• **Work task**:
In the records below, take the line containing "in: indicate the car tire, one point each." and every line following it, and write them out exactly.

• **Material provided**:
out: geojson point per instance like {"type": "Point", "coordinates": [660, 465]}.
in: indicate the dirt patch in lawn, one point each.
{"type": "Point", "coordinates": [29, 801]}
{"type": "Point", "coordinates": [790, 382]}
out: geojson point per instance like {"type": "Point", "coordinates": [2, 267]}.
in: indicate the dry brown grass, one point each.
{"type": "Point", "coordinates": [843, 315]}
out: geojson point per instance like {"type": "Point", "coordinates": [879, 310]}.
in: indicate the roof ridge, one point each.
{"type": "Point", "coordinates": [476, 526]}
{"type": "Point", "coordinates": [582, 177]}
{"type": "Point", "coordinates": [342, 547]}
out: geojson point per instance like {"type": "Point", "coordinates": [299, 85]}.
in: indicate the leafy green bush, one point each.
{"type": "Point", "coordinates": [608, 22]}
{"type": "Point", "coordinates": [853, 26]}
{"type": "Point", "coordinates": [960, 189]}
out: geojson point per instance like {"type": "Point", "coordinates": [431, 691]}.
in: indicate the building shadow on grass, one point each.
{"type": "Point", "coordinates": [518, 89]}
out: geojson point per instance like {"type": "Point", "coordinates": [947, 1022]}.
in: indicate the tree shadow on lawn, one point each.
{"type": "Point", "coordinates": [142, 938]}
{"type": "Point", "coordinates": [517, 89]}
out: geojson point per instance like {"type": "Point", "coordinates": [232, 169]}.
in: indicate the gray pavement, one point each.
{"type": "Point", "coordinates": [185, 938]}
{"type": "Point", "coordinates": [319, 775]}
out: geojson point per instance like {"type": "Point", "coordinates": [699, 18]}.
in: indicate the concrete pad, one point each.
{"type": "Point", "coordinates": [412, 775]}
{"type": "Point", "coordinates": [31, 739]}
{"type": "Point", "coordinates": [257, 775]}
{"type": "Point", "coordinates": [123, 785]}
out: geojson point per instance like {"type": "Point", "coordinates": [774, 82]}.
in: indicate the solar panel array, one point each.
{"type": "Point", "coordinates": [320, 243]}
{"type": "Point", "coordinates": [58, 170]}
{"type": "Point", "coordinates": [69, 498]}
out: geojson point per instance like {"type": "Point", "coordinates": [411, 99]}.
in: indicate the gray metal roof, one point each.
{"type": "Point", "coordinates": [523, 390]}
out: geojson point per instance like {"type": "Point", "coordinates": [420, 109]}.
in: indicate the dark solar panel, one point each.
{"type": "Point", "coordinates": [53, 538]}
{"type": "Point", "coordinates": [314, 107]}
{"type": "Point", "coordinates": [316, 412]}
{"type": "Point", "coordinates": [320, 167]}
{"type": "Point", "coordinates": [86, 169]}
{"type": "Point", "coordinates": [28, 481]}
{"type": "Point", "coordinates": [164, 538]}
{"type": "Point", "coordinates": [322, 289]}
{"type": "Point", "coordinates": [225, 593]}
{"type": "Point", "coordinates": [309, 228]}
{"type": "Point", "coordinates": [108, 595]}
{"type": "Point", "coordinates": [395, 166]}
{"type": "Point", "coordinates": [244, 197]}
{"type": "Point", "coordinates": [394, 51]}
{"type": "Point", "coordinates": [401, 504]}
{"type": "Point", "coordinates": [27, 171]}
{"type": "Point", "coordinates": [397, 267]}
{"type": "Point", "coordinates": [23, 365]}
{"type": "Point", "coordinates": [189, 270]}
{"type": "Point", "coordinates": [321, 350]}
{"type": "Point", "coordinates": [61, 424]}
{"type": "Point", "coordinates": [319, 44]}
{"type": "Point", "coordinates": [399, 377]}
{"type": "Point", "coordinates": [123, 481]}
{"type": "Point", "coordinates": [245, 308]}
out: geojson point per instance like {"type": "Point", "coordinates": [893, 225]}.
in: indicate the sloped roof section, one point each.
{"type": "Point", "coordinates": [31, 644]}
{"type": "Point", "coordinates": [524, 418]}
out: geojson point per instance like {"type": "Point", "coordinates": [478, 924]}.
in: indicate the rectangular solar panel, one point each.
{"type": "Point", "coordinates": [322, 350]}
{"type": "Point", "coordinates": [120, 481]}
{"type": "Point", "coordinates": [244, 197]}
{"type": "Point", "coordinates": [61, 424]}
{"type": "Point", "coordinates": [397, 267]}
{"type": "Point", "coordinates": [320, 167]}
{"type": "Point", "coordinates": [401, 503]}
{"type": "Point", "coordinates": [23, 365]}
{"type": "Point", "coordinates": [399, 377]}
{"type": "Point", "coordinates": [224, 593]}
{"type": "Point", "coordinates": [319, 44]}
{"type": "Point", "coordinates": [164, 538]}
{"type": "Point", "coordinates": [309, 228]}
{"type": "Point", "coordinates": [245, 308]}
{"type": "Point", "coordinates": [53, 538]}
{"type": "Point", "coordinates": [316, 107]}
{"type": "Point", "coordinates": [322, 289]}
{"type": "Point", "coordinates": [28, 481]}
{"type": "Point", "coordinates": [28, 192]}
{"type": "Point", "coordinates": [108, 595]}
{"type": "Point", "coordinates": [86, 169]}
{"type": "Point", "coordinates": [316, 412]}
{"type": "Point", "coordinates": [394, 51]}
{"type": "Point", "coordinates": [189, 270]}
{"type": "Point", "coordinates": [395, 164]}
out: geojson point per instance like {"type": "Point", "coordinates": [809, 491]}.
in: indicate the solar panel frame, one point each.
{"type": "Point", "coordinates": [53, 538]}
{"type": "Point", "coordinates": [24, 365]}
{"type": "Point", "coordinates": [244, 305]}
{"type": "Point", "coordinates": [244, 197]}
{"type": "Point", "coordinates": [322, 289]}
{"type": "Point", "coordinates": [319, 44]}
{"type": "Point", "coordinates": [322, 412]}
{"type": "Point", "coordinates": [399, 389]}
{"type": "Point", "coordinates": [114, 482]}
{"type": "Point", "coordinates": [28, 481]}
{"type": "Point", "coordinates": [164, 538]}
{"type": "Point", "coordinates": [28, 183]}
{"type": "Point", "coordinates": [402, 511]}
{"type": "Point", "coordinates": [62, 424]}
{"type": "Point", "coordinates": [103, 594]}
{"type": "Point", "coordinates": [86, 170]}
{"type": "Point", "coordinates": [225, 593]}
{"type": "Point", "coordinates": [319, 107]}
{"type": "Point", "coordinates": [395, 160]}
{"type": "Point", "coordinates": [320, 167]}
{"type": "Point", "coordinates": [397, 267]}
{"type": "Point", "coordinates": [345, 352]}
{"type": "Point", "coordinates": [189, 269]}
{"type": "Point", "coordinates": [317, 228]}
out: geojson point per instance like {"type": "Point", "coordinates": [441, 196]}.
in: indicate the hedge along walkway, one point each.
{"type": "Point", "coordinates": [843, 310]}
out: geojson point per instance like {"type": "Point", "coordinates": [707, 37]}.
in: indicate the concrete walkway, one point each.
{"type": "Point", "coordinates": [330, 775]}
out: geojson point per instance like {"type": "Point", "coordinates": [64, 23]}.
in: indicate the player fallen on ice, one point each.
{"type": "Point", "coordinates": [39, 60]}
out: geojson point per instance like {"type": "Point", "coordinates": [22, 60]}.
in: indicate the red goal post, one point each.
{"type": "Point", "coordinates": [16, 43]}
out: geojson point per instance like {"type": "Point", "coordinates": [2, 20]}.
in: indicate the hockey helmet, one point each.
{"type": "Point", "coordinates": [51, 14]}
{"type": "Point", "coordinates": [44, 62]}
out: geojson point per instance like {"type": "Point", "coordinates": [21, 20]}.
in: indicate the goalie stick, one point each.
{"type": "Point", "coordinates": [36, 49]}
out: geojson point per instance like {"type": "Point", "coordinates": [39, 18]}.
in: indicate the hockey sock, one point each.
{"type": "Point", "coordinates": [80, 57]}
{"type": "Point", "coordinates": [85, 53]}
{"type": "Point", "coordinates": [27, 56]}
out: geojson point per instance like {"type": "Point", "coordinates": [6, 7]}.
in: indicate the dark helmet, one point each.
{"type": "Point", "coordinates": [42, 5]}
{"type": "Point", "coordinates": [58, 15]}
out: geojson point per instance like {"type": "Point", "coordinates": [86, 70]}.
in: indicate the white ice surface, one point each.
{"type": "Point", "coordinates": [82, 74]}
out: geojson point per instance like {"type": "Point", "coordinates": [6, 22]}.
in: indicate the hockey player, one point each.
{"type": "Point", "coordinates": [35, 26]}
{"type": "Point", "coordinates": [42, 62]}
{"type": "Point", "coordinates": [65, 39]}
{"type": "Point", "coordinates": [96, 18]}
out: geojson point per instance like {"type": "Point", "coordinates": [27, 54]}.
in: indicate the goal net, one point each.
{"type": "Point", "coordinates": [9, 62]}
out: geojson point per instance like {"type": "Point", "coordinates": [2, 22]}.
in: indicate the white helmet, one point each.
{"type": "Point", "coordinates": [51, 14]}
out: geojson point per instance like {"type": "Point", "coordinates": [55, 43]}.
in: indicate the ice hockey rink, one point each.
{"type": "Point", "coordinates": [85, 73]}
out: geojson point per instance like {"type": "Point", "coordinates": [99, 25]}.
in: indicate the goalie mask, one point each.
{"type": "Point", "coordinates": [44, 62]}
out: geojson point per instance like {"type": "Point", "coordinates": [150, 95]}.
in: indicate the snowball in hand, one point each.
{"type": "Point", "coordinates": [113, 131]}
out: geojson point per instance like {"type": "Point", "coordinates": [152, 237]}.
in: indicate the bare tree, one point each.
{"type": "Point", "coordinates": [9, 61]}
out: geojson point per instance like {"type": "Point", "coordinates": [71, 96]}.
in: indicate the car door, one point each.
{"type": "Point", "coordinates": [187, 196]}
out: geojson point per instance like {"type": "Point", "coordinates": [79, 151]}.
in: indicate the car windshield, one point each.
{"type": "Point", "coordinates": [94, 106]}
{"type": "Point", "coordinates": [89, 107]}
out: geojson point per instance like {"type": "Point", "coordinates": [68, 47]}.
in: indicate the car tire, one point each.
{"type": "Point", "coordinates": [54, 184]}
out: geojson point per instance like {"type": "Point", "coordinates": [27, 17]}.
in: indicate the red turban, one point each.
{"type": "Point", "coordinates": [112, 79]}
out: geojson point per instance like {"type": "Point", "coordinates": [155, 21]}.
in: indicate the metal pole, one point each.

• **Answer for this exercise**:
in: indicate the car tire, one point each.
{"type": "Point", "coordinates": [54, 184]}
out: geojson point per instance like {"type": "Point", "coordinates": [27, 17]}.
in: indicate the red turban, one point each.
{"type": "Point", "coordinates": [112, 79]}
out: geojson point per instance like {"type": "Point", "coordinates": [155, 21]}.
in: indicate the metal pole, one point each.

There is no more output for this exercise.